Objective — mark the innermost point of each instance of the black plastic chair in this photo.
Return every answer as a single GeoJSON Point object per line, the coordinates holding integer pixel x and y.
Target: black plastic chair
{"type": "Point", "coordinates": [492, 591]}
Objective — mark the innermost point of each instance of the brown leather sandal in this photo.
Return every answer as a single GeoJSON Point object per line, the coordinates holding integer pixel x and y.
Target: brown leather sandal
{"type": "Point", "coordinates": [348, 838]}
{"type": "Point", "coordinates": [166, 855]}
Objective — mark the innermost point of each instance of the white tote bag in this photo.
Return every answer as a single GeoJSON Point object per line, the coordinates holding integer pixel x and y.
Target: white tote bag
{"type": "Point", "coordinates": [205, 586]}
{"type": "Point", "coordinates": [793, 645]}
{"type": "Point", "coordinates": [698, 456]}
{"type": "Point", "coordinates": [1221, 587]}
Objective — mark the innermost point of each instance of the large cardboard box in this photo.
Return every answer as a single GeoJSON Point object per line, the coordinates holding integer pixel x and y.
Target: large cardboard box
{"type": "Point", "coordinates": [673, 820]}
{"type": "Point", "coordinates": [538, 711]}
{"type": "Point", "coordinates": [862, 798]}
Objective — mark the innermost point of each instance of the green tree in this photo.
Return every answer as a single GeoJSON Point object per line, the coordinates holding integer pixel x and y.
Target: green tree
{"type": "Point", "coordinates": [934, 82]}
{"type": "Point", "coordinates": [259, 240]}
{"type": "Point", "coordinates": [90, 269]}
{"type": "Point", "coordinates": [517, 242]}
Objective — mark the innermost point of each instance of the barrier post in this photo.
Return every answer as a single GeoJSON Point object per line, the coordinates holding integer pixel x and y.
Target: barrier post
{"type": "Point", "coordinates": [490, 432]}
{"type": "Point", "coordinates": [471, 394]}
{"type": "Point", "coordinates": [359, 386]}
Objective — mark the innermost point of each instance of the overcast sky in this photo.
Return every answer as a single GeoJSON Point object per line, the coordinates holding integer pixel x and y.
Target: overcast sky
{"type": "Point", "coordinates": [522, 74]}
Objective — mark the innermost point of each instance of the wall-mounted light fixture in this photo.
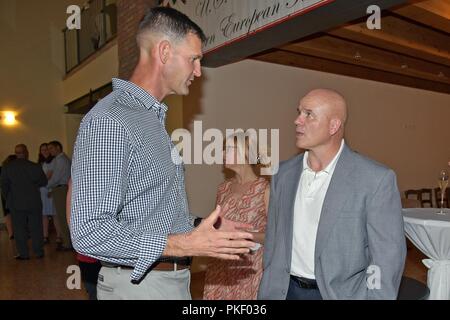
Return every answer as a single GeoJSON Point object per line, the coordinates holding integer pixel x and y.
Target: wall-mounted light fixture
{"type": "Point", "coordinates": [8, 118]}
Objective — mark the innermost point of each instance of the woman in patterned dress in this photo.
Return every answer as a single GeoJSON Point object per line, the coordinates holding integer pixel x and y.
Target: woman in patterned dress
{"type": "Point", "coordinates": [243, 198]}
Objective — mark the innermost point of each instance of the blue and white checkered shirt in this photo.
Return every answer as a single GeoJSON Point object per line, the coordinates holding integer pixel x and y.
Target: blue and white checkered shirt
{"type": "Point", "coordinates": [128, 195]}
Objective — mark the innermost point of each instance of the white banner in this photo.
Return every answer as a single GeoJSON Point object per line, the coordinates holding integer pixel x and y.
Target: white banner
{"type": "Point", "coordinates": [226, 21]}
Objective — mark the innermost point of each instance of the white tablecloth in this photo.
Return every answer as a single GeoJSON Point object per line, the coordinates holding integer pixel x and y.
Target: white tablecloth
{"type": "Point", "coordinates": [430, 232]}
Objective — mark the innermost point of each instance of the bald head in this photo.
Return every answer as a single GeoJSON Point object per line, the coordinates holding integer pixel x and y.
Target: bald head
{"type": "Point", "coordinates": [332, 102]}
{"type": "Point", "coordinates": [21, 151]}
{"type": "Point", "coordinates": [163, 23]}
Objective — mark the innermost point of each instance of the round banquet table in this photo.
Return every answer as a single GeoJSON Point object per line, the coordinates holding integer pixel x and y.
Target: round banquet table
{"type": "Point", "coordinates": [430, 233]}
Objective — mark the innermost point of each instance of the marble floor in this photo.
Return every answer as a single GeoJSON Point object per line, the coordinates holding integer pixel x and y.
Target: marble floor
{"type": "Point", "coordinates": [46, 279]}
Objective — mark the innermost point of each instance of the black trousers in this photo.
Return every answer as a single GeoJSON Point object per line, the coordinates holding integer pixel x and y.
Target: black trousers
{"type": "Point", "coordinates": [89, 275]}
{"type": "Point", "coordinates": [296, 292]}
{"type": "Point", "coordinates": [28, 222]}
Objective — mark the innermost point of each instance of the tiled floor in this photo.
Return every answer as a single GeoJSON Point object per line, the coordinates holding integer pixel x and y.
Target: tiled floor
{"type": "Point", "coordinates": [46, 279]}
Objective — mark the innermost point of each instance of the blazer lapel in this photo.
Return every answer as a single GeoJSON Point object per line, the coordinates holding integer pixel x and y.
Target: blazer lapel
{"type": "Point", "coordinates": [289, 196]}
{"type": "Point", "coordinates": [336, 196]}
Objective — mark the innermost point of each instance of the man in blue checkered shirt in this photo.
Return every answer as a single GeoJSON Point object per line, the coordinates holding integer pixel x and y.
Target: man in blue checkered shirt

→ **Stated goal**: Repeat the listing above exactly, with no pictures.

→ **Task output**:
Objective — mark the innermost point of each instance of the black plastic chair in this photo.
Return every answer as a single GeoJSON Point object per line, the coordinates holding integer pixel x and y.
Target: black plastic chair
{"type": "Point", "coordinates": [492, 591]}
Objective — mark the innermost point of each instance of the brown leather sandal in this photo.
Return every answer as a single GeoJSON Point object per line, the coordinates holding integer pixel x and y.
Target: brown leather sandal
{"type": "Point", "coordinates": [348, 838]}
{"type": "Point", "coordinates": [166, 855]}
Objective — mark the innermost point of each instance of the white tote bag in this photo.
Return every answer as a single GeoJSON Point object per line, the coordinates holding integer pixel x and y.
Target: white tote bag
{"type": "Point", "coordinates": [205, 586]}
{"type": "Point", "coordinates": [793, 645]}
{"type": "Point", "coordinates": [698, 456]}
{"type": "Point", "coordinates": [1221, 587]}
Objective — mark the innermost point of each instance of the large cardboard box in this photo.
Return every answer as a single GeoJSON Point object per line, the coordinates holding integer pixel x and y.
Target: large cardboard box
{"type": "Point", "coordinates": [673, 820]}
{"type": "Point", "coordinates": [538, 711]}
{"type": "Point", "coordinates": [862, 798]}
Objective — mark the innermost point of each instance of the green tree in this photo.
Return every answer as a single GeoJSON Point object per line, the coordinates holding integer pixel x and y.
Target: green tree
{"type": "Point", "coordinates": [934, 82]}
{"type": "Point", "coordinates": [259, 240]}
{"type": "Point", "coordinates": [90, 269]}
{"type": "Point", "coordinates": [517, 242]}
Objective — mark the innermost point of each instance of the barrier post in this photo.
Return every answer as a single GeoJSON Point object per line, the coordinates holding integer pixel x and y.
Target: barrier post
{"type": "Point", "coordinates": [490, 432]}
{"type": "Point", "coordinates": [471, 394]}
{"type": "Point", "coordinates": [359, 386]}
Objective — mark the innermost point of each instance of the overcast sky in this photo.
Return every answer as a single GeoJSON Point object per line, the coordinates holding integer pixel x and y.
Target: overcast sky
{"type": "Point", "coordinates": [522, 74]}
Objective — mark the innermost point of each instance of the wall-mounted light fixture in this photo.
Return every answer as a single GeoJSON Point object per line, the coordinates holding integer pixel x and y.
Target: wall-mounted light fixture
{"type": "Point", "coordinates": [8, 118]}
Objective — mark the innermost point of each instance of the woman in patterned dress in this photo.
Return every answer as a single GeoJSON Point object per line, the coordinates holding integer pixel x and y.
Target: woman in patterned dress
{"type": "Point", "coordinates": [243, 198]}
Objective — mark the innermost point of each instance of the blue and white checkered shirt in this photo.
Return every answer as a single GeoJSON Point object per line, the coordinates holding integer pixel x and y.
Target: blue and white checkered shirt
{"type": "Point", "coordinates": [128, 195]}
Objective — mark the innermost point of each instance of the white banner in this photo.
Return every answer as a single GeoJSON Point object per line, the coordinates holding integer pixel x and y.
Target: white banner
{"type": "Point", "coordinates": [226, 21]}
Objective — mark the innermost point of each instance of the white tablecloth in this photo.
Return every answer as a single GeoJSON Point object per line, the coordinates holding integer pixel x and y.
Target: white tablecloth
{"type": "Point", "coordinates": [430, 232]}
Objective — mark the innermost point of each instance of the bald head in this photo.
Return every answer as a single GeoJSON Point object per line, the coordinates holding integer pixel x and y.
Target: bald head
{"type": "Point", "coordinates": [332, 102]}
{"type": "Point", "coordinates": [21, 151]}
{"type": "Point", "coordinates": [163, 23]}
Objective — mark the innermost point of each instance of the round banquet table in this photo.
Return every answer as a single GeoJSON Point object per line, the coordinates holding integer pixel x and y.
Target: round banquet table
{"type": "Point", "coordinates": [430, 233]}
Objective — mark the innermost point of each instance of the marble floor in this photo.
Return every answer as a single GeoJSON Point object per line, the coordinates holding integer pixel x and y.
Target: marble floor
{"type": "Point", "coordinates": [46, 279]}
Objective — mark the innermost point of each instance of the black trousers in this photo.
Return every answer as a single GeoJSON Point object per line, the coordinates holding integer pixel x and y.
Target: black trousers
{"type": "Point", "coordinates": [89, 275]}
{"type": "Point", "coordinates": [296, 292]}
{"type": "Point", "coordinates": [28, 222]}
Objective — mark the innermost point of each instance of the tiled floor in this photo.
Return every answer as a single GeoJSON Point object per line, the coordinates holding integer pixel x and y.
Target: tiled floor
{"type": "Point", "coordinates": [46, 279]}
Objective — mark the innermost point of each instance of the blazer lapel in this photo.
Return every answer as a single GeoJSON Point object per line, the coordinates holding integer pixel x and y.
Target: blazer lapel
{"type": "Point", "coordinates": [289, 196]}
{"type": "Point", "coordinates": [336, 196]}
Objective — mark the innermost point of each instance of the man in blue checkered shirt in this photo.
Return every answer as a single GeoJSON Point object per line, the coordinates holding integer pixel x and y.
Target: man in blue checkered shirt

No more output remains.